=== EXCERPT ===
Data Scraping in Ruby
Data science has quickly grown to become one of the fastest growing sub-fields in tech. As we have come to be more and more connected through social media and smartphones, the sheer amount of data creation resulting from this is staggering. Unsurprisingly this data can teach us a lot about how we think, how we communicate, and what we might just possibly be interested in in the future. Data analysis combined with machine learning is extremely powerful.
Big data firms use advanced algorithms to come to their conclusions, but much of this all goes back to one of the most fundamental parts of sifting through data: Web scraping. Web scraping is essentially gathering unorganized data, splitting it into relevant pieces, and making it more readable to humans. Web scraping allows us to quickly parse through and collect specific pieces of information from websites. The basic idea is to be able to scan through a page and compile a list of organized data. Manually collecting this information would be both tedious and wildly inefficient — this is why web-scrapers can be incredibly useful.
In an attempt to better understand the basics of how this all works, I decided to practice my skills by making a simple scraping application. As a more hands-on learner, after some brief background research I decided to just start writing some code in Atom and figuring it out as I went.
Nokogiri
Nokogiri is an open-source web-scraping library for parsing through HTML and XML documents in Ruby. This is one of the first gems I’ve used on my own outside of what I’ve used for my Flatiron labs, and thankfully despite a few guides warning of potential installation issues, the process was quick and painless. Installation required little more than waiting for the gem to install after writing out gem install nokogiri in your terminal and requiring it in your ruby file.
OpenURI
OpenURI is another popular gem used in web-scraping. It encapsulates the HTTP Request method into an open command, and basically gives you one less thing to worry about.
=== DATASET ENTRIES ===
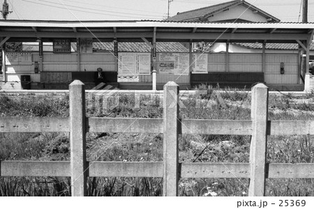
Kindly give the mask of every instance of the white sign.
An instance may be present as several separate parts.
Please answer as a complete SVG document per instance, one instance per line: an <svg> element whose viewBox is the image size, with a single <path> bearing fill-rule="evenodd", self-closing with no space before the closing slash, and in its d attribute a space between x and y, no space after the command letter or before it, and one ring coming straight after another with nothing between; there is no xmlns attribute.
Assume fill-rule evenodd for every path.
<svg viewBox="0 0 314 209"><path fill-rule="evenodd" d="M6 65L31 65L31 53L6 52Z"/></svg>
<svg viewBox="0 0 314 209"><path fill-rule="evenodd" d="M208 73L208 54L193 54L193 73Z"/></svg>
<svg viewBox="0 0 314 209"><path fill-rule="evenodd" d="M119 54L118 75L137 75L135 68L135 53Z"/></svg>
<svg viewBox="0 0 314 209"><path fill-rule="evenodd" d="M174 75L188 75L189 70L189 56L188 53L181 53L176 54Z"/></svg>
<svg viewBox="0 0 314 209"><path fill-rule="evenodd" d="M80 48L81 53L93 53L93 38L80 38Z"/></svg>
<svg viewBox="0 0 314 209"><path fill-rule="evenodd" d="M151 75L151 54L137 54L137 68L140 75Z"/></svg>
<svg viewBox="0 0 314 209"><path fill-rule="evenodd" d="M136 75L118 75L118 82L139 82L140 77Z"/></svg>
<svg viewBox="0 0 314 209"><path fill-rule="evenodd" d="M188 75L190 72L188 63L188 53L160 53L158 68L160 72Z"/></svg>
<svg viewBox="0 0 314 209"><path fill-rule="evenodd" d="M173 53L159 54L159 62L157 68L160 72L173 72L176 56Z"/></svg>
===
> CHALLENGES
• 1. In the Ruby data scraping article, what does the OpenURI gem encapsulate into an open command?
• 2. Output the section of the Ruby data scraping article that opens with the words containing "Big data firms" and closes with "be incredibly useful.".

> ANSWERS
• 1. The HTTP Request method.

• 2.
Big data firms use advanced algorithms to come to their conclusions, but much of this all goes back to one of the most fundamental parts of sifting through data: Web scraping. Web scraping is essentially gathering unorganized data, splitting it into relevant pieces, and making it more readable to humans. Web scraping allows us to quickly parse through and collect specific pieces of information from websites. The basic idea is to be able to scan through a page and compile a list of organized data. Manually collecting this information would be both tedious and wildly inefficient — this is why web-scrapers can be incredibly useful.